** BEGIN RAW RECORDS **

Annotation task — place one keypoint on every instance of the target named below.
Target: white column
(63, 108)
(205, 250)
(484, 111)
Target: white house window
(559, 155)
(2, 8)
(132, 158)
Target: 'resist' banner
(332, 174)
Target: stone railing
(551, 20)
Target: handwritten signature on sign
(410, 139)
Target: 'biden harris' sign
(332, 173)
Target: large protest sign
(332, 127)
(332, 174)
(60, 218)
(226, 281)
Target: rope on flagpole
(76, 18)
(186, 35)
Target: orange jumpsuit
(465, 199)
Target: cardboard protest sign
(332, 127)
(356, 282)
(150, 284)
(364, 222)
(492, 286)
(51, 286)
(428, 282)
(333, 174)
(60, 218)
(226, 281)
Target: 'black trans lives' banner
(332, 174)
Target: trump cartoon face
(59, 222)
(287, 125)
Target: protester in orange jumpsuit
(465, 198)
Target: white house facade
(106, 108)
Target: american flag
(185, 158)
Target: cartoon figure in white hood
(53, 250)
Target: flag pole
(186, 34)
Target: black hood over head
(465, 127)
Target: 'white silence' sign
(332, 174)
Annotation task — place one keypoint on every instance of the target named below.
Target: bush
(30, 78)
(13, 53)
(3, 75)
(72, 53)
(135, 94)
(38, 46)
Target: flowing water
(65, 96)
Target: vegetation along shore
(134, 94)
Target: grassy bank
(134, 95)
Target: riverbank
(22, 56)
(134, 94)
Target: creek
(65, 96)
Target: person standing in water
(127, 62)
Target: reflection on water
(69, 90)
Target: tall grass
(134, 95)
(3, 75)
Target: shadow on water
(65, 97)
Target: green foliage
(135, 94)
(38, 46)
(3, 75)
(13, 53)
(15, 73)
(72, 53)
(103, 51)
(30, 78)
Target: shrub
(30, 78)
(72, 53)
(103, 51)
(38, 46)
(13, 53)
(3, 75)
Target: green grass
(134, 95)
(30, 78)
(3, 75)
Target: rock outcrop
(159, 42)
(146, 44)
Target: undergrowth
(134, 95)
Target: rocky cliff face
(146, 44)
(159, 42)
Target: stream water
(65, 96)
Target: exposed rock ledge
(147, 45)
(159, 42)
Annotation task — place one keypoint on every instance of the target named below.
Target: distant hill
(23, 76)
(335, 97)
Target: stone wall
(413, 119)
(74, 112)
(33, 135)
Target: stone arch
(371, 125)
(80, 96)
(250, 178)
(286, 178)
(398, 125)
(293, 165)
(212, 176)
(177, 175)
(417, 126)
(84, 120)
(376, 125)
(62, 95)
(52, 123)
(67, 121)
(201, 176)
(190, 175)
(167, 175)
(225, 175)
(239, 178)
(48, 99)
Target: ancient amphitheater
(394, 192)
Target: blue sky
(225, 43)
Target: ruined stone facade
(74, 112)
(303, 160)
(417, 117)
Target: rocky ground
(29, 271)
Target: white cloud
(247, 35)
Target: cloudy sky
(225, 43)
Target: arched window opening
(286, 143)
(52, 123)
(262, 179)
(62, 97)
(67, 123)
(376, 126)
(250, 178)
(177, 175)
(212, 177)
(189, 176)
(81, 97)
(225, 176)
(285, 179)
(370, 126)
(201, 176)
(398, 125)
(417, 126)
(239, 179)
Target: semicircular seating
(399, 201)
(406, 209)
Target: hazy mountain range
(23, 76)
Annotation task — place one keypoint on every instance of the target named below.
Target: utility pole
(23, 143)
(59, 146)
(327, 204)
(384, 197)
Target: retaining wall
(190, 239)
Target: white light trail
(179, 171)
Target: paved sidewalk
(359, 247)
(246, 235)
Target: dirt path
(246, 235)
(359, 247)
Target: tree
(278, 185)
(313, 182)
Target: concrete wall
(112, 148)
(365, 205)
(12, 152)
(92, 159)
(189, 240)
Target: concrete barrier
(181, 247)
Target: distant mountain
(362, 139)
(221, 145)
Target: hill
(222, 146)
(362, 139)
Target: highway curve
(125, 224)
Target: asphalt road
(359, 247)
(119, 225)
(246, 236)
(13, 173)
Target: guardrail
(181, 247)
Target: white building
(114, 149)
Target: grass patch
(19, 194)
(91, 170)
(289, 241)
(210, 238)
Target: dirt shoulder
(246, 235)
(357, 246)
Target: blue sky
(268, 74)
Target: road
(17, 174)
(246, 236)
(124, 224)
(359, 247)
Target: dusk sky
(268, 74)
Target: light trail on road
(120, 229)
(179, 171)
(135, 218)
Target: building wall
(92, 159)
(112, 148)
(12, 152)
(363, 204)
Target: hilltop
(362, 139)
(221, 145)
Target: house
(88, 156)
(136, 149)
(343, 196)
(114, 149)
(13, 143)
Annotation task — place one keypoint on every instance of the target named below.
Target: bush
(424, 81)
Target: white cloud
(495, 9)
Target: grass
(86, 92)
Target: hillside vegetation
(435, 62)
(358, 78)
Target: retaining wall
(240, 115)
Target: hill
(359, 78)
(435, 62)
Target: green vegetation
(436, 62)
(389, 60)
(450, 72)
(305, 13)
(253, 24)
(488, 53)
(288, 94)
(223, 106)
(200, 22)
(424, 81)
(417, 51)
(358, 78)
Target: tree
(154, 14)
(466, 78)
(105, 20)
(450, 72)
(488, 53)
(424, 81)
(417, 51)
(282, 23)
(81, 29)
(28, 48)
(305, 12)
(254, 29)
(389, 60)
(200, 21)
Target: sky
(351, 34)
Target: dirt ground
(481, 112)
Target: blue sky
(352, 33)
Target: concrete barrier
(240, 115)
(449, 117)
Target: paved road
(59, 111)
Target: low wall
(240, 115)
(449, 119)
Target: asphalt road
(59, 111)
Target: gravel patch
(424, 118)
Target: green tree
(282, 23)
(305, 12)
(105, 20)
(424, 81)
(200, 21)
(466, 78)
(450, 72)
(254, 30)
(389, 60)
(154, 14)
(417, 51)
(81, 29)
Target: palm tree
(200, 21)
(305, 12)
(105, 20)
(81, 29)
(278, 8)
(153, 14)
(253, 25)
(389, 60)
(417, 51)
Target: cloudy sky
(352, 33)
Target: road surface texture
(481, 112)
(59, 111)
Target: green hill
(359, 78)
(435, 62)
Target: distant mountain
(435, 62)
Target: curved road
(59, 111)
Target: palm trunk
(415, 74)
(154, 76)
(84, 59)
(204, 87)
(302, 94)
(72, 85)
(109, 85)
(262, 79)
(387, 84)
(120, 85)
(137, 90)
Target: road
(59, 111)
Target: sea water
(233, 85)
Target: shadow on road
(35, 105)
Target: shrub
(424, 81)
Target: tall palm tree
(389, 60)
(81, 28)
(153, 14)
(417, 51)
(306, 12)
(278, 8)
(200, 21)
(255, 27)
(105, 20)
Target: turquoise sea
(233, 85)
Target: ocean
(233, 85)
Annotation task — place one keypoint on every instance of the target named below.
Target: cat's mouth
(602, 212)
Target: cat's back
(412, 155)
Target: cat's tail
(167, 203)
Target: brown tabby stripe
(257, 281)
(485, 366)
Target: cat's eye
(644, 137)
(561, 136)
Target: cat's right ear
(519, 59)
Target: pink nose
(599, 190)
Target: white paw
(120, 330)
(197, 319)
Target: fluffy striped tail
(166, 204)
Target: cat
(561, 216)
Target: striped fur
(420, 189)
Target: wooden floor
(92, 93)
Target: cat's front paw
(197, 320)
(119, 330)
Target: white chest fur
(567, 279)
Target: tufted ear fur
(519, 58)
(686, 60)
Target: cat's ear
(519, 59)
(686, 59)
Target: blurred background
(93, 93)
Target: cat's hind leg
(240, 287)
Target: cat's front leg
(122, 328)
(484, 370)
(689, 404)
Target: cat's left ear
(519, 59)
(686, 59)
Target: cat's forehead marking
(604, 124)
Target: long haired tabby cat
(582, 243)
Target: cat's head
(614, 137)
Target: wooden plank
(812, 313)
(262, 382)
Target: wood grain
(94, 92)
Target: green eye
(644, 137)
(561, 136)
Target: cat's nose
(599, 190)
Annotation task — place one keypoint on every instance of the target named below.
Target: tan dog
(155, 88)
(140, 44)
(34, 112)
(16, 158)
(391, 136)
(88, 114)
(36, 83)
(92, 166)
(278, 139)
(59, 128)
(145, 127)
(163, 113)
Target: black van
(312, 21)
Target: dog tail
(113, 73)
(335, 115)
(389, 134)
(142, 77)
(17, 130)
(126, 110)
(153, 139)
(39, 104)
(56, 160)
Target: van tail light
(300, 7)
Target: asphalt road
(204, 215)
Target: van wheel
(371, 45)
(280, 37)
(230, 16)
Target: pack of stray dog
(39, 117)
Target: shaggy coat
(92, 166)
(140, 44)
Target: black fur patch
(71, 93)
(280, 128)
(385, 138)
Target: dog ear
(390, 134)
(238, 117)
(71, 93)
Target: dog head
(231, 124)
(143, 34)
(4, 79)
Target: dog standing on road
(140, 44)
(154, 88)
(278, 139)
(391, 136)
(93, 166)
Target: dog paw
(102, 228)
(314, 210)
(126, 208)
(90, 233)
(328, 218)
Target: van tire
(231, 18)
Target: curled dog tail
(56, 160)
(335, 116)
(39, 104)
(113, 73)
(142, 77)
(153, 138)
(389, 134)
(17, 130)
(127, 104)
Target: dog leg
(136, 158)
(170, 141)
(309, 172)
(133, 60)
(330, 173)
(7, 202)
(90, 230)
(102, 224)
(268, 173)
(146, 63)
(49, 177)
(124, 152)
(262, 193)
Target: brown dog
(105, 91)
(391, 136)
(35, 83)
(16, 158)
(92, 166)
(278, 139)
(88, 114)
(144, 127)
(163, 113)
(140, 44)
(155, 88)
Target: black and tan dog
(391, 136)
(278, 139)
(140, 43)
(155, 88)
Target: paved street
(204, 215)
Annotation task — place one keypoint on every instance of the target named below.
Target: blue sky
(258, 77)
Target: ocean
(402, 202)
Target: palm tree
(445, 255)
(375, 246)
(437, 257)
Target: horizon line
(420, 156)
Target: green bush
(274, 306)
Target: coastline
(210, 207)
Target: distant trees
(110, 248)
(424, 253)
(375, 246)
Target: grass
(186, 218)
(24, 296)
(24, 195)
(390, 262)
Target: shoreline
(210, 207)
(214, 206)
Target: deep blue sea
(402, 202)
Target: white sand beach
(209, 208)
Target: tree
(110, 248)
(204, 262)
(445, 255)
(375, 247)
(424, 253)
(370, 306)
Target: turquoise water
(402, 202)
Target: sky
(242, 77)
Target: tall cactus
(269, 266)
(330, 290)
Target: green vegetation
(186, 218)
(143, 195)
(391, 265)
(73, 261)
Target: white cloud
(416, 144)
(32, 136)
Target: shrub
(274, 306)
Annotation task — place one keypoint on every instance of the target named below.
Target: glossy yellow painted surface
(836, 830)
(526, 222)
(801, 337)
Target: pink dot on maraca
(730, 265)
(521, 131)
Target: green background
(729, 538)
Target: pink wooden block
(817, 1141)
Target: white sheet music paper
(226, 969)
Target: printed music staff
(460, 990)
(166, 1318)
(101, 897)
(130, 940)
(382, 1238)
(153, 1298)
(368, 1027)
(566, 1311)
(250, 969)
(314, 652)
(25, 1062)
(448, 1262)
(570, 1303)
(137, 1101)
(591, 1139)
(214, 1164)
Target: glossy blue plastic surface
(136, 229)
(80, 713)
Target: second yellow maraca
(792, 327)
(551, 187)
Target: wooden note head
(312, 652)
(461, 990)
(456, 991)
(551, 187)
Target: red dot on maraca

** END RAW RECORDS **

▶ _WHAT YOU HAVE TO DO_
Produce an exact repeat of the lines from the one containing "Target: pink dot on maraca" through the last line of the data, and nothing more.

▶ _EXERCISE SOLUTION_
Target: pink dot on maraca
(730, 265)
(521, 131)
Target: green background
(729, 538)
Target: pink wooden block
(817, 1141)
Target: white sheet music paper
(226, 969)
Target: printed music staff
(460, 990)
(166, 1318)
(101, 897)
(130, 940)
(382, 1238)
(153, 1298)
(368, 1027)
(566, 1311)
(250, 969)
(314, 652)
(25, 1062)
(448, 1262)
(570, 1303)
(137, 1101)
(591, 1139)
(214, 1164)
Target: glossy blue plastic surface
(136, 229)
(80, 713)
Target: second yellow maraca
(792, 327)
(551, 187)
Target: wooden note head
(312, 652)
(461, 990)
(456, 991)
(551, 187)
Target: red dot on maraca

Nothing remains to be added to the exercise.